DIRECTIONS:
• A. Answer these questions about the comment thread on the Nokia N9:
(i) Which phone does the first comment say it likes?
(ii) According to the comment thread, which Symbian version has the feature of launching the camera by pressing the camera button?
(iii) What does the newer revision of the Nokia N9 share with the Lumia 800?
• B. How would you say "I was too lazy to write 800." from the comment thread on the Nokia N9 in Spanish?
• C. Could you carry on the comment thread about the Nokia N9 and Lumia 800 from its last comment?

PROVIDED TEXT:

I like the N9. The other one's interface sucks pretty bad. 

Gireek Ramrachheya said...

Damn good mate; the screen close-up's made me feel as tho I was reading the article on The Verge :P One thing tho; So far it's Symbian Belle FP1 who has the feature of launching the camera by pressing the camera button; previous Symbian version required an unlock or removing the camera lens protector(like on the N900); not something WP7 copied :S

Gireek Ramrachheya said...

Other phone? Please, give the phone some respect :P Am tired of people not being able to differentiate between the N9 and 800...

carrotmadman6 said...

 Ok, I thought they did... I've been so far away from Symbian that I'm slowing forgetting what it looked like... :P

Tushal said...

I was too lazy to write 800. :p

Jirka Kolář said...

Newer revision of nokia N9 has the same camera module as the Lumia 800,i.e. with larger  “aperture.”

Records from a collection:
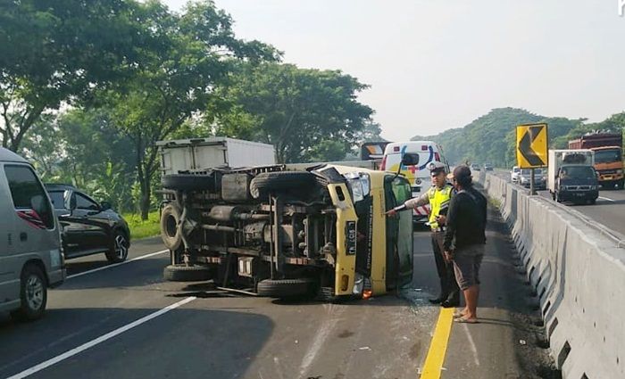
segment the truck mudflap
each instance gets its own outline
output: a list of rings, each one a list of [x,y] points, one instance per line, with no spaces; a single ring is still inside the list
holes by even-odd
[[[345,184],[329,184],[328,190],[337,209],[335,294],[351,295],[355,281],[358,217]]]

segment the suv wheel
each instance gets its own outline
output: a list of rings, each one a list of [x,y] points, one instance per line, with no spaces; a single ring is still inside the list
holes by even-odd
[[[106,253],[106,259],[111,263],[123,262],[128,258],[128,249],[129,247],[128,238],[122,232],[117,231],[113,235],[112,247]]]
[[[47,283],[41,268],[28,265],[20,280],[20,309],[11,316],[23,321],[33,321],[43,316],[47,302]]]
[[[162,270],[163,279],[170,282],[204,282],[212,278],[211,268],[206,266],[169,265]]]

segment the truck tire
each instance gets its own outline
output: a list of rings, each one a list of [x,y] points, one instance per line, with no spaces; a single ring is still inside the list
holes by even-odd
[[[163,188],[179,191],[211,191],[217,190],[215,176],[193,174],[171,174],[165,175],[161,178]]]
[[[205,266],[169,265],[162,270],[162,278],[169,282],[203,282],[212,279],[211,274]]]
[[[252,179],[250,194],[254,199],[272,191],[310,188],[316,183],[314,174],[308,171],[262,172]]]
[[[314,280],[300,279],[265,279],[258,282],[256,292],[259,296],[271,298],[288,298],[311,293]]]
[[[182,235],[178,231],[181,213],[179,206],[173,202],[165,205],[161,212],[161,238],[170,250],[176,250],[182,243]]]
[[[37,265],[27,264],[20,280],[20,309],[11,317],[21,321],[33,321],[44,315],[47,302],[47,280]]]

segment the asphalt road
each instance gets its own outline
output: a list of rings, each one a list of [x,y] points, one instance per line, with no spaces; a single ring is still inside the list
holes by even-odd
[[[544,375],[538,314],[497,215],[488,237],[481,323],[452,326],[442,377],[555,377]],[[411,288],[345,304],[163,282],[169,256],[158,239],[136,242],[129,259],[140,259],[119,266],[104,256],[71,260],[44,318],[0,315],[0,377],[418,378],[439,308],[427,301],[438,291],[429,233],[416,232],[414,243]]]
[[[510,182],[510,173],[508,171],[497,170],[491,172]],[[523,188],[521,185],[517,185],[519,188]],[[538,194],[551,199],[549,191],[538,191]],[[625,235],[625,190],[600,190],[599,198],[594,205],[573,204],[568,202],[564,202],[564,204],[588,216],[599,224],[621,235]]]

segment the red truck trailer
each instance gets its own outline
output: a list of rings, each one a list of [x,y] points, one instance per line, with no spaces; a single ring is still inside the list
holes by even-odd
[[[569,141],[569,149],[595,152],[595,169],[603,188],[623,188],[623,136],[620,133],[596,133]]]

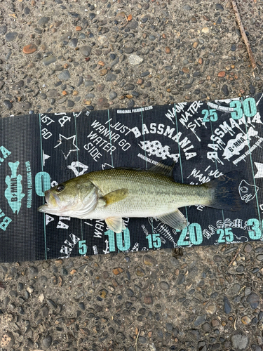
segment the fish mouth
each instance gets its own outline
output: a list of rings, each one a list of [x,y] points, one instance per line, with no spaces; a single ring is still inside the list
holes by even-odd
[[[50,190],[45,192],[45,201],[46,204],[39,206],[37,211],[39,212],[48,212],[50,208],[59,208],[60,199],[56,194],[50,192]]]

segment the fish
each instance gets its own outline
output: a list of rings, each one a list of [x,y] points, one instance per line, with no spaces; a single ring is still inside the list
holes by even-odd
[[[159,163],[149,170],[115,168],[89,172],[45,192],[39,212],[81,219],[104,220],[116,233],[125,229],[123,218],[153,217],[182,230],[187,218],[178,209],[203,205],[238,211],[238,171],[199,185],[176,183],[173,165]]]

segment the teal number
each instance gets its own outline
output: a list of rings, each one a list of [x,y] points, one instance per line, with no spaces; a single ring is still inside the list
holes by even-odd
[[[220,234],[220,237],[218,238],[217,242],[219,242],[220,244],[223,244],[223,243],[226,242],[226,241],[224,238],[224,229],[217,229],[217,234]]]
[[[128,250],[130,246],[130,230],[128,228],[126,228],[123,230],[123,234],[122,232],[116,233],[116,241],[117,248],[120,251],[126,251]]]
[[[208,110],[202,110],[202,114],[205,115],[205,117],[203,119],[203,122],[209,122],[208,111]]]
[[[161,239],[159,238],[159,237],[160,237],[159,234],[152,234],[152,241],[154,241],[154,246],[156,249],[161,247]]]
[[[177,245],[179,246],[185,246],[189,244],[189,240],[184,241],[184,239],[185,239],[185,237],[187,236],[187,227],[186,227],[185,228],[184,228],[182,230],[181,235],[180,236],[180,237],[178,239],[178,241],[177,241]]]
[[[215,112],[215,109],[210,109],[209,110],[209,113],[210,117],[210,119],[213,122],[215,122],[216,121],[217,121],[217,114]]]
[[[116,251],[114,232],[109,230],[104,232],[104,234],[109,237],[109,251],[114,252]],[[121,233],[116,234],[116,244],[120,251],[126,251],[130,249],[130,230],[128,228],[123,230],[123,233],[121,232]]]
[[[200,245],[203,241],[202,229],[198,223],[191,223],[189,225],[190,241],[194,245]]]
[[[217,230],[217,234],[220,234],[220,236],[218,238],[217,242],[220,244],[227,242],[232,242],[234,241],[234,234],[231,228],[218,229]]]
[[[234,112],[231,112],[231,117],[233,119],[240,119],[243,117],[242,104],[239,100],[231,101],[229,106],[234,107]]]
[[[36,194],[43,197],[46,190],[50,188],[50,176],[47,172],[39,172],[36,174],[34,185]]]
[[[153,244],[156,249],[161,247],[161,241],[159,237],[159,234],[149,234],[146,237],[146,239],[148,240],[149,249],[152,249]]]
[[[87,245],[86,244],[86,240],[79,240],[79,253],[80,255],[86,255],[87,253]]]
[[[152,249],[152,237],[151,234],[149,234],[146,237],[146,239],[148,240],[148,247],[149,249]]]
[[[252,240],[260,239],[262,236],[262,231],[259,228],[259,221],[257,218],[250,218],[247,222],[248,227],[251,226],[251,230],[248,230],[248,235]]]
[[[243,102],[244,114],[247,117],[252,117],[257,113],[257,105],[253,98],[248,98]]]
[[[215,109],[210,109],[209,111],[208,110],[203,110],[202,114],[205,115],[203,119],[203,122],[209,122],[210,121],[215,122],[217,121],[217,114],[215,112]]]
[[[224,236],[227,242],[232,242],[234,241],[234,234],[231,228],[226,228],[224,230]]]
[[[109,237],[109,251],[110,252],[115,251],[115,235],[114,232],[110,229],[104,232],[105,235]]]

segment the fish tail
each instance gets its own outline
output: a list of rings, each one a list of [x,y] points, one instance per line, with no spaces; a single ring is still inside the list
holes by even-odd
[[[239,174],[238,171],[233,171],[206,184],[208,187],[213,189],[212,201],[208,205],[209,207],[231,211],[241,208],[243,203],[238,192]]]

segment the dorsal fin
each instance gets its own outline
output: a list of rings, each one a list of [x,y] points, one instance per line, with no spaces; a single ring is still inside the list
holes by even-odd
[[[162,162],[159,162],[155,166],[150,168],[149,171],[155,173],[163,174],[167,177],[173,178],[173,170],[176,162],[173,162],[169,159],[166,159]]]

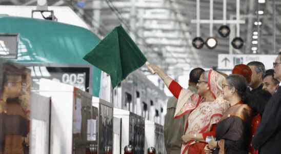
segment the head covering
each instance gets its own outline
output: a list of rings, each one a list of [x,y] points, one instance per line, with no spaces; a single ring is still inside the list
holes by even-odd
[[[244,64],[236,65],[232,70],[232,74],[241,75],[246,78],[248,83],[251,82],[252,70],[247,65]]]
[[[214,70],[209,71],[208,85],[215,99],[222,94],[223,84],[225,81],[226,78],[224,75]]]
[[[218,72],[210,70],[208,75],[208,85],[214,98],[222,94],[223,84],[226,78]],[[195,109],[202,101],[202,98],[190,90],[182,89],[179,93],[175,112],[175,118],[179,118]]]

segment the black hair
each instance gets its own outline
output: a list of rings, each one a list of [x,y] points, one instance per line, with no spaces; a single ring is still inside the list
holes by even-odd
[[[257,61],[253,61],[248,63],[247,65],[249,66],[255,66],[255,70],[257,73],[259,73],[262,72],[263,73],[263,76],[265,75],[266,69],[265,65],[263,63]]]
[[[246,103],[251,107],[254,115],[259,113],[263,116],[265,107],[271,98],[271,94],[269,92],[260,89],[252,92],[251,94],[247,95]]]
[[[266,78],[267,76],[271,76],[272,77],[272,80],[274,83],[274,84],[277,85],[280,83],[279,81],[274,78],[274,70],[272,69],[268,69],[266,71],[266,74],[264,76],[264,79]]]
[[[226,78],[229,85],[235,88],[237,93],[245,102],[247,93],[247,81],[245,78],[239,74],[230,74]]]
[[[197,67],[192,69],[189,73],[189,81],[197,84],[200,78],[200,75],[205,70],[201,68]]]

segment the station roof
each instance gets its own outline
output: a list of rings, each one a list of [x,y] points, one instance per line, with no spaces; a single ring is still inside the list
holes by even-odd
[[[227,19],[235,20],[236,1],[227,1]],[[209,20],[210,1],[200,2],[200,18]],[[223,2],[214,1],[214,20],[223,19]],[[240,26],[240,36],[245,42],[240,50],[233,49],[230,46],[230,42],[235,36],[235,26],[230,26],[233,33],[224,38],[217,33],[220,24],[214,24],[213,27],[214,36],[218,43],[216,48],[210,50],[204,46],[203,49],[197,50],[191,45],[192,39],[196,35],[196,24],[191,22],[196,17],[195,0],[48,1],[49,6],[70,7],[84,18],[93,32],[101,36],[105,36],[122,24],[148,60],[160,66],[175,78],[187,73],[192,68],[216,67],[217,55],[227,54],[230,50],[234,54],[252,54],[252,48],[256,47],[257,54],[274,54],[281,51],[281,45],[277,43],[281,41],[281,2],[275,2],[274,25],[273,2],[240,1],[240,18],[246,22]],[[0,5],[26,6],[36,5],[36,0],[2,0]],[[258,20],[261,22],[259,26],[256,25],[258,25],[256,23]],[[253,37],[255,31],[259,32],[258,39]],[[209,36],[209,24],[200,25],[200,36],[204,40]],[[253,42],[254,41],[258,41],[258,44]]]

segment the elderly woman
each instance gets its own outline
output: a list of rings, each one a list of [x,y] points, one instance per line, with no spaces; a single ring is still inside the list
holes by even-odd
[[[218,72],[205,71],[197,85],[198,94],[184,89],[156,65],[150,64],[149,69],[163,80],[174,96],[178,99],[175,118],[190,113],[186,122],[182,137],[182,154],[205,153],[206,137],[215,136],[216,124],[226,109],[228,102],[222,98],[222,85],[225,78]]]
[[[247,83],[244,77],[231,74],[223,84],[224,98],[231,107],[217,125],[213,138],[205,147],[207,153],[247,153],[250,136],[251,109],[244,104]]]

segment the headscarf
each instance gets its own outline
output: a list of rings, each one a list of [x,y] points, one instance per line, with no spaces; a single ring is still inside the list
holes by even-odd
...
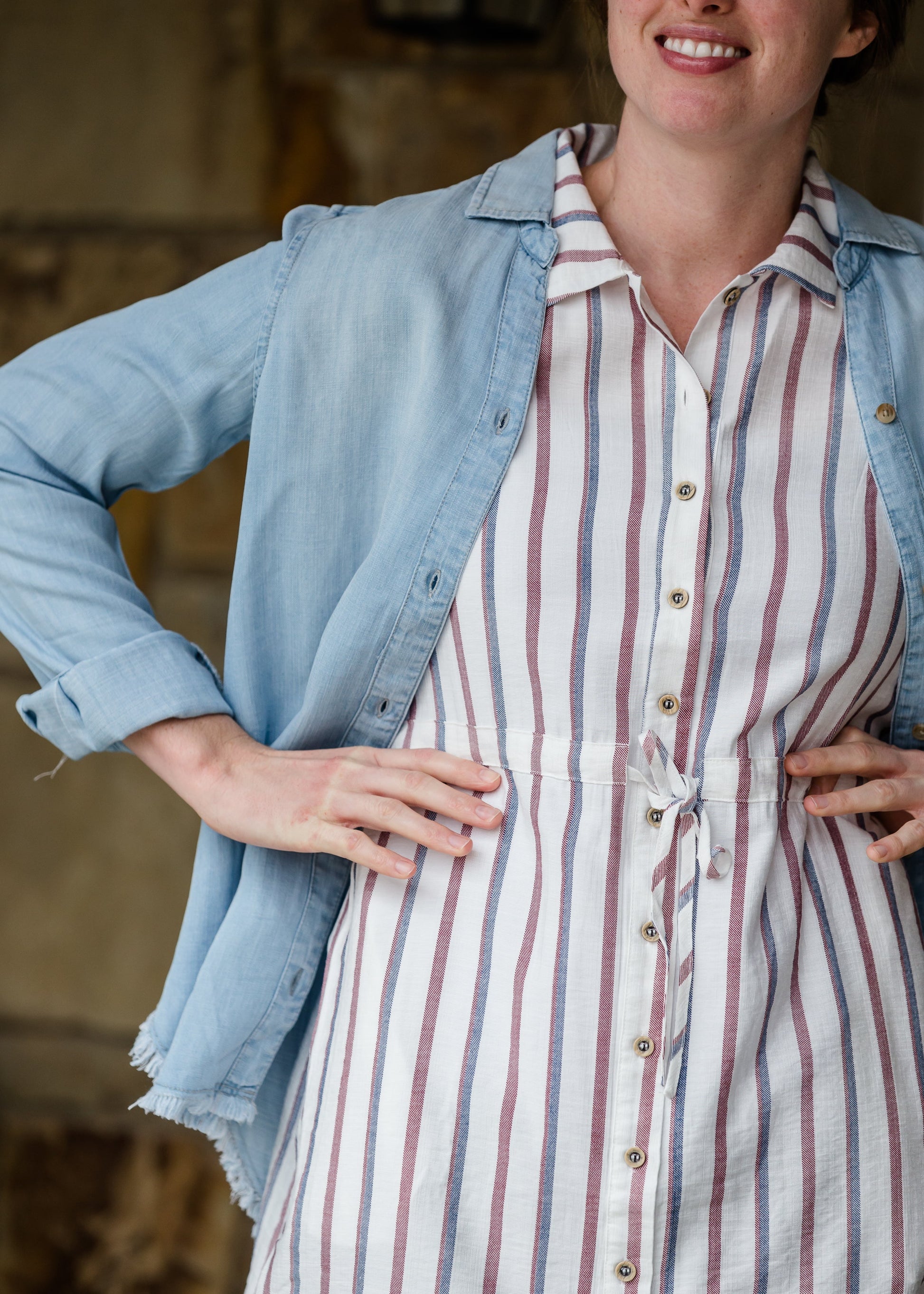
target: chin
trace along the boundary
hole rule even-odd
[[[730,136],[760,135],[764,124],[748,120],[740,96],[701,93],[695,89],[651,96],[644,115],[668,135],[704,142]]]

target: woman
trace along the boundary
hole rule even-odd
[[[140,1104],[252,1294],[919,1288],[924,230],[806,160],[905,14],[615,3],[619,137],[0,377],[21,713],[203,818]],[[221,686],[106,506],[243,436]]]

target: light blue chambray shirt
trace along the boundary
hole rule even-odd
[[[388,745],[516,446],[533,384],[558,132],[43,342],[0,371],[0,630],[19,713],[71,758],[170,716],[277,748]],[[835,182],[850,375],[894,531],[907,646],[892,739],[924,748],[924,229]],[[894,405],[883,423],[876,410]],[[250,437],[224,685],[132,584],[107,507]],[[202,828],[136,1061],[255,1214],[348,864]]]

TASK ANSWERS:
• A.
(i) The N9.
(ii) Symbian Belle FP1.
(iii) The same camera module, with a larger "aperture."

• B. Me dio demasiada pereza escribir 800.

• C.
Pooja said...

Hello, thanks 4 this, has helped a lot, do u stay in mauritius? I have bought a Lumia 800 from england, itz been nearly 2 months and amm unable to unlock it & use it here in mauritius. I would b grateful to u if you could help me plz, itz azking for some PAC code. Thanking you.

carrotmadman6 said...

Useful links:
http://forum.xda-developers.com/showthread.php?t=1599401
http://forum.xda-developers.com/showthread.php?t=1809937

Since the Lumia 800 isn't sold here, I doubt you'll find any local unlock shop capable of unlocking it. One way is to try get the unlock code from the network it's locked to.
Another way is to try some of the online unlocking services - http://www.cellunlocker.net/blog/2012/03/how-to-unlock-nokia-lumia-800-by-unlock-code/

Tony Stark said...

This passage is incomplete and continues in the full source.